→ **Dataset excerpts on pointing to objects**

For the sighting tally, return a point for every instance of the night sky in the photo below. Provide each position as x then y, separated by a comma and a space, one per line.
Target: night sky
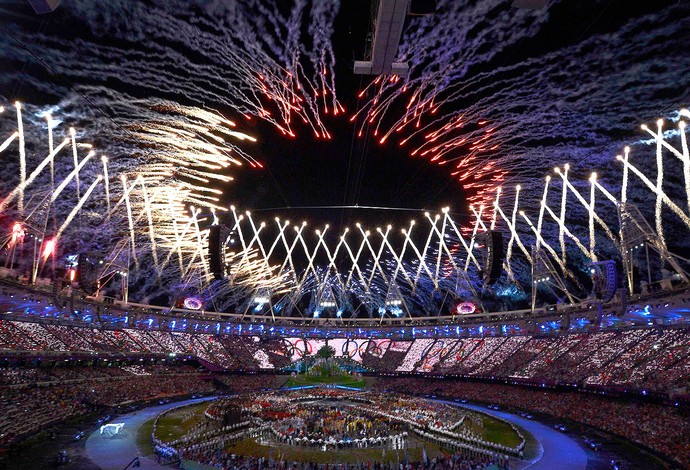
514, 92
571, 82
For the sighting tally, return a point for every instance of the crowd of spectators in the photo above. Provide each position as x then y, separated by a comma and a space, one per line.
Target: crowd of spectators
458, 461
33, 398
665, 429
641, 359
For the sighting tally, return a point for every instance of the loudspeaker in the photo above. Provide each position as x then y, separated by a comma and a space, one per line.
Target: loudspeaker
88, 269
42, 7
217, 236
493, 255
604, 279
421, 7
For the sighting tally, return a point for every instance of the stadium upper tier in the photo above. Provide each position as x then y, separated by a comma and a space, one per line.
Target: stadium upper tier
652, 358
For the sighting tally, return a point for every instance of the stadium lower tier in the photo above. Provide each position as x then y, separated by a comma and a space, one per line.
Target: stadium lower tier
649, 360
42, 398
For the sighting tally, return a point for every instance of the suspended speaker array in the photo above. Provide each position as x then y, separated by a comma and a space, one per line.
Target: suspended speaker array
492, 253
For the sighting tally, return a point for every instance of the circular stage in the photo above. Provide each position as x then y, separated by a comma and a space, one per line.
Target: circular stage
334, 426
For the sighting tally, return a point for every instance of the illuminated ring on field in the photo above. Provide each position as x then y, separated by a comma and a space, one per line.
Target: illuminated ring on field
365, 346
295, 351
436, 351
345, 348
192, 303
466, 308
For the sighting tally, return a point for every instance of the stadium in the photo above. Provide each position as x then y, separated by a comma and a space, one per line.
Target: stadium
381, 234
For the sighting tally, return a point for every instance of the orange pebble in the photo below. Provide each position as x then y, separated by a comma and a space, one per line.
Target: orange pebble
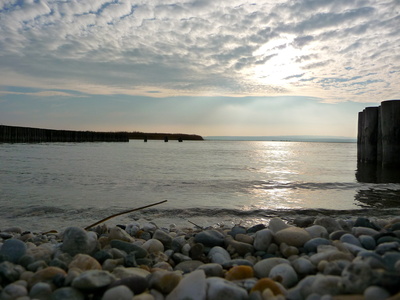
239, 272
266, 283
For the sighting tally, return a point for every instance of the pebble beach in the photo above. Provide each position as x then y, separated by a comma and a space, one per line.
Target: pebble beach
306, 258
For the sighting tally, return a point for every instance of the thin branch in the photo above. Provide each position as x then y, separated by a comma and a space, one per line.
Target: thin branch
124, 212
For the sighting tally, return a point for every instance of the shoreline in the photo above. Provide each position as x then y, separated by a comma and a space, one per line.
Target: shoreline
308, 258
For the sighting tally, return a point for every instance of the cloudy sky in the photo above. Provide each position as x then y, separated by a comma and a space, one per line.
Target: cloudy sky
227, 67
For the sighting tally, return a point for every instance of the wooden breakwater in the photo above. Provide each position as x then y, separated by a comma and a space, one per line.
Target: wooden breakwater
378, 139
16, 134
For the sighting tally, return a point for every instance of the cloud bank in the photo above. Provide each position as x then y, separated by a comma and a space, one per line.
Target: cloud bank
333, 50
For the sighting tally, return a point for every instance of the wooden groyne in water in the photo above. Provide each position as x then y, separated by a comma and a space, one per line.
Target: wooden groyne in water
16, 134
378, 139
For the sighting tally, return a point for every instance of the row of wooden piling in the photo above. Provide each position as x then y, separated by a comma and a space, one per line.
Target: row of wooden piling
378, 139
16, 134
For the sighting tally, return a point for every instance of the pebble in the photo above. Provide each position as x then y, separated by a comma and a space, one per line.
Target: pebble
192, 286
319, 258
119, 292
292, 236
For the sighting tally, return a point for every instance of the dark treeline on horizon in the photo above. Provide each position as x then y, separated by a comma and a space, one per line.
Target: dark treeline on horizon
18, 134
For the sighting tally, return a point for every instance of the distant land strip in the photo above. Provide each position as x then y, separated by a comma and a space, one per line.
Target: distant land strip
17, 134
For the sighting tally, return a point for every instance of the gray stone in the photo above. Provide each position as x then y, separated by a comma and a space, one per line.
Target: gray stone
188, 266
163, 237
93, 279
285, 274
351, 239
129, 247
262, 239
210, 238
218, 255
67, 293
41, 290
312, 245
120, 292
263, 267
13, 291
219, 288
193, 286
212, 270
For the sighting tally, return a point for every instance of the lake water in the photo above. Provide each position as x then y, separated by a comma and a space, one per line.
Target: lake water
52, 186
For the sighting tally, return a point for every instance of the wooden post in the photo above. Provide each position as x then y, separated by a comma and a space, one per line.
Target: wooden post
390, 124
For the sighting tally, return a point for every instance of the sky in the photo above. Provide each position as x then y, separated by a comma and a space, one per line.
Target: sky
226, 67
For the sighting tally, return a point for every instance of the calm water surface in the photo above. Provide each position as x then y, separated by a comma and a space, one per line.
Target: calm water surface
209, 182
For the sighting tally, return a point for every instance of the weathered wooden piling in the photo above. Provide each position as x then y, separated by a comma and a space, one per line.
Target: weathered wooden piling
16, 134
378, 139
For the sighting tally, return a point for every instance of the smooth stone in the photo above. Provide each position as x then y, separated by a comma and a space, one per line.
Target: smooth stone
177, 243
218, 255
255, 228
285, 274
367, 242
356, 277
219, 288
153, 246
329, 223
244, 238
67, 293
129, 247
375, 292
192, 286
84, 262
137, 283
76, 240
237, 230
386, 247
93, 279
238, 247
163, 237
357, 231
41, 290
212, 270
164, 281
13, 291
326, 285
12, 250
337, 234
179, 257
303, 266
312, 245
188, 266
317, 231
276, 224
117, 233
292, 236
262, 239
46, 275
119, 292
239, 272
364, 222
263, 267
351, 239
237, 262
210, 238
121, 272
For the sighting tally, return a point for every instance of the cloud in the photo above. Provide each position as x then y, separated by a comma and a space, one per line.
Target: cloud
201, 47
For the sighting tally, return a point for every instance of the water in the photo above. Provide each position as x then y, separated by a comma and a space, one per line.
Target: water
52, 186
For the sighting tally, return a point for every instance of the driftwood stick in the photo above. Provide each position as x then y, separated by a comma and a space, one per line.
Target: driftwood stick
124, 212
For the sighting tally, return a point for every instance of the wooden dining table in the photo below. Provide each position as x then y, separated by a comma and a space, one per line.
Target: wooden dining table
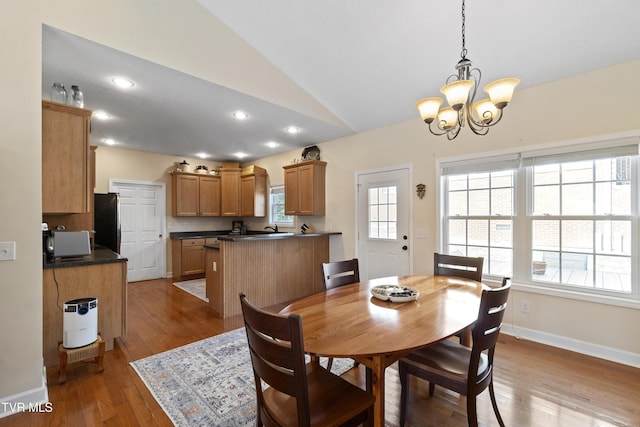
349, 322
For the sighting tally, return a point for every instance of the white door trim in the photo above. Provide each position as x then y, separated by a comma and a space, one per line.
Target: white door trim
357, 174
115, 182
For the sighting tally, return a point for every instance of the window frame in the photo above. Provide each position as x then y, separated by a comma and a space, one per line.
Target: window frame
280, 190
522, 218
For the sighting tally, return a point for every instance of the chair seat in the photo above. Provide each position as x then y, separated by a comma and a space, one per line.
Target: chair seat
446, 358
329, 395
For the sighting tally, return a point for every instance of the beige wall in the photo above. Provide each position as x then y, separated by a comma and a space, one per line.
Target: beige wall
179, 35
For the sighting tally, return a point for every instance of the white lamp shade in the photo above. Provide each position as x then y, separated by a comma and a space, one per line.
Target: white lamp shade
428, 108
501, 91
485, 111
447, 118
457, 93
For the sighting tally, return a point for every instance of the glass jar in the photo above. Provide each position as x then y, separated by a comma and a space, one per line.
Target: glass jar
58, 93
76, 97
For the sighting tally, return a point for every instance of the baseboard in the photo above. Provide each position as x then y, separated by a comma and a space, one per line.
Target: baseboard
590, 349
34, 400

→ **What you need to do**
Arrange every line of the items above as a numbered list, skipping blank lines and leaving the pictures out of your answer.

→ **Reply to the task**
1. For the sighting tally, return a point for every instance of the night sky in the photo below. Provide each position as x then y, separated by a comma and a space, one per line.
2. Target: night sky
3. 514, 92
4. 571, 82
5. For the sighting tally, return a point for every instance of the crowd of spectators in the photo above. Provide each position as x then y, separated by a comma and a space, one per line.
6. Target: crowd of spectators
7. 458, 461
8. 33, 398
9. 665, 429
10. 641, 359
11. For the sighting tally, return a point for every instance of the loudspeaker in the photo above. Provide each position as x then y, separated by a comma and a space, one per line.
12. Target: loudspeaker
13. 88, 269
14. 42, 7
15. 217, 236
16. 493, 255
17. 604, 279
18. 421, 7
19. For the sighting tally, return a point for every instance of the stadium upper tier in the photo above. Provide each position as x then y, separated by a comma and a space, one per line.
20. Target: stadium upper tier
21. 652, 358
22. For the sighting tally, return a point for every instance of the stadium lower tier in the photo above. Provide each position as x then y, separated by a comma and a space, one per line.
23. Target: stadium lower tier
24. 649, 360
25. 42, 398
26. For the sighting tally, return a point for every instance of the suspended speaker array in the photo above. Provide each position as x then y, separated by a comma and a space, one per line.
27. Target: suspended speaker array
28. 492, 253
29. For the sighting tally, return a point for every instance of the circular stage in the photo above. Provide each position as x then y, separated by a comma and a space, one per line.
30. Target: circular stage
31. 334, 426
32. For the sighting tally, return a point for every instance of the illuminated ring on field in the photo above. Provide each position as x then y, separated by a comma and a space, one per line.
33. Target: illuminated ring on field
34. 365, 346
35. 295, 351
36. 436, 351
37. 345, 348
38. 192, 303
39. 466, 308
40. For the sighting tally, return a point for every instance of the stadium in the photo above. Provide each position as x then y, separated by a comma and a space, one per line.
41. Target: stadium
42. 381, 234
43. For the sighting tally, return a point for every instance of the orange pebble in the photo below. Provide each position as x then y, separated by a comma and a space, one per line.
44. Target: orange pebble
45. 239, 272
46. 266, 283
47. For the sighting tally, return a point for every instance of the pebble beach in the photo above. Provide each position as x then y, separated by a comma and a space, one per line.
48. Target: pebble beach
49. 306, 258
50. For the sighting tally, return a point for every instance of the thin branch in the photo above. Provide each position as x then y, separated by a comma and a space, one per line.
51. Target: thin branch
52. 124, 212
53. For the sighting tally, return a point for every instance of the shoreline in the photo above. Provide each position as x then y, separated by a comma and a space, one per line.
54. Target: shoreline
55. 308, 258
56. For the sighting tally, return a point for every instance of the cloudy sky in the photo above. Provide each position as x then y, separated by a comma and a space, one per line.
57. Target: cloudy sky
58. 227, 67
59. For the sighting tally, return a point for every instance of the wooden breakwater in the photo above. Provide each position as x then y, separated by a comma and a space, one per line.
60. Target: wooden breakwater
61. 378, 139
62. 16, 134
63. For the sighting tally, return a point for every instance of the cloud bank in the photo above. Provide each position as x then y, separated by a comma and a space, one per line.
64. Target: cloud bank
65. 333, 50
66. For the sighting tally, return a point for every instance of the wooden groyne in water in the photo above. Provide each position as x then y, separated by a comma and a space, one per line.
67. Target: wooden groyne in water
68. 16, 134
69. 378, 139
70. For the sighting tally, return a point for every instance of the row of wooden piling in the photo above. Provide each position as x then y, separated by a comma and a space, one per line.
71. Target: row of wooden piling
72. 378, 139
73. 16, 134
74. For the sighting tally, return a point for every instance of the pebble in the photo above. Provide each position as x then y, separated by a comma and a space, one per line.
75. Target: pebble
76. 192, 286
77. 319, 258
78. 119, 292
79. 292, 236
80. For the sighting tally, return a point for every instance of the dark treeline on horizon in the photo above. Provide each position as x then y, separated by a comma and a space, one per line.
81. Target: dark treeline on horizon
82. 18, 134
83. For the sighting tally, return a point for every instance of the distant land strip in the photo above. Provide each position as x then y, separated by a comma and a space, one per line.
84. Target: distant land strip
85. 17, 134
86. For the sighting tally, return a point for every instance of the gray stone in the photo above. Provide each position as x then y, separated by a comma and a space, one per line.
87. Target: gray stone
88. 188, 266
89. 163, 237
90. 93, 279
91. 285, 274
92. 351, 239
93. 129, 247
94. 262, 239
95. 210, 238
96. 218, 255
97. 67, 293
98. 41, 290
99. 312, 245
100. 120, 292
101. 263, 267
102. 13, 291
103. 219, 288
104. 193, 286
105. 212, 270
106. For the sighting tally, return a point for every instance of the lake water in the photo above. Provide each position as x then y, separated by a comma and a space, one per line.
107. Target: lake water
108. 52, 186
109. For the sighting tally, return a point for every instance of the wooden post in the photo above. Provide each position as x then y, separated by a comma and a space, one per line.
110. Target: wooden post
111. 390, 124
112. For the sighting tally, return a point for every instance of the sky in the photo above. Provide each position as x then y, separated by a comma and a space, one per line.
113. Target: sky
114. 226, 67
115. For the sighting tally, return a point for every instance of the calm water surface in the photo above. Provide each position as x then y, separated by a comma and a space, one per line.
116. Target: calm water surface
117. 209, 182
118. For the sighting tally, return a point for every instance of the weathered wooden piling in the photo above. Provide each position as x then y, separated by a comma and a space, one per line.
119. Target: weathered wooden piling
120. 16, 134
121. 378, 139
122. For the sighting tally, return a point for every instance of the smooth stone in the photo above. Provide each position as x then y, separated by a comma and a space, one per line.
123. Target: smooth stone
124. 177, 243
125. 218, 255
126. 255, 228
127. 285, 274
128. 367, 242
129. 356, 277
130. 219, 288
131. 153, 246
132. 329, 223
133. 244, 238
134. 67, 293
135. 129, 247
136. 375, 292
137. 192, 286
138. 84, 262
139. 137, 283
140. 76, 240
141. 237, 230
142. 386, 247
143. 93, 279
144. 238, 247
145. 163, 237
146. 357, 231
147. 41, 290
148. 212, 270
149. 164, 281
150. 13, 291
151. 326, 285
152. 12, 250
153. 337, 234
154. 179, 257
155. 303, 266
156. 312, 245
157. 188, 266
158. 317, 231
159. 276, 224
160. 117, 233
161. 292, 236
162. 262, 239
163. 46, 275
164. 119, 292
165. 239, 272
166. 364, 222
167. 263, 267
168. 351, 239
169. 237, 262
170. 210, 238
171. 121, 272
172. For the sighting tally, return a point for every instance of the cloud in the photo above. Provide each position as x then y, separated by a comma and a space, one per line.
173. Target: cloud
174. 201, 47
175. For the sighting tally, return a point for every instance of the water in the photo above. Provide each position as x then y, separated by a comma and a space, one per line.
176. Target: water
177. 52, 186
178. For the sighting tally, return a point for every instance of the driftwood stick in the photo above. Provide each position as x then y, separated by a comma and a space, one per line.
179. Target: driftwood stick
180. 124, 212
181. For the sighting tally, return a point for every instance of the wooden dining table in the photo below. Provide each position as x then y, separated by a comma and a space, one per line.
182. Target: wooden dining table
183. 349, 322
184. For the sighting tally, return a point for every instance of the white door trim in the photo above. Provide each position as x then y, separated by a comma and a space, one per line.
185. Target: white door trim
186. 357, 174
187. 115, 182
188. For the sighting tally, return a point for every instance of the window frame in the photo above. Provide each position as x then y, separated by a comma and a space, one per line.
189. Target: window frame
190. 280, 190
191. 522, 218
192. For the sighting tally, return a point for every instance of the chair seat in the photo above. Provide each position as x then y, separated by a comma and a space, one per line.
193. Target: chair seat
194. 446, 358
195. 329, 395
196. For the sighting tally, return a point for every instance of the beige wall in the photo above. Provide each position as x then y, separated by a comma and a space, one per line.
197. Target: beige wall
198. 179, 35
199. For the sighting tally, return a point for every instance of the white lamp shade in the photo above. Provide each position as x then y, separated by a comma and a space, one per line.
200. Target: white lamp shade
201. 428, 108
202. 501, 91
203. 485, 111
204. 447, 118
205. 457, 93
206. For the sighting tally, return a point for every instance of the glass jar in the photo above. Provide each position as x then y, separated by a comma and a space, one per line.
207. Target: glass jar
208. 58, 93
209. 76, 97
210. For the sighting tally, return a point for every instance of the baseboard in the photo above. Provide each position as x then y, separated by a comma and a space, one per line.
211. Target: baseboard
212. 590, 349
213. 34, 400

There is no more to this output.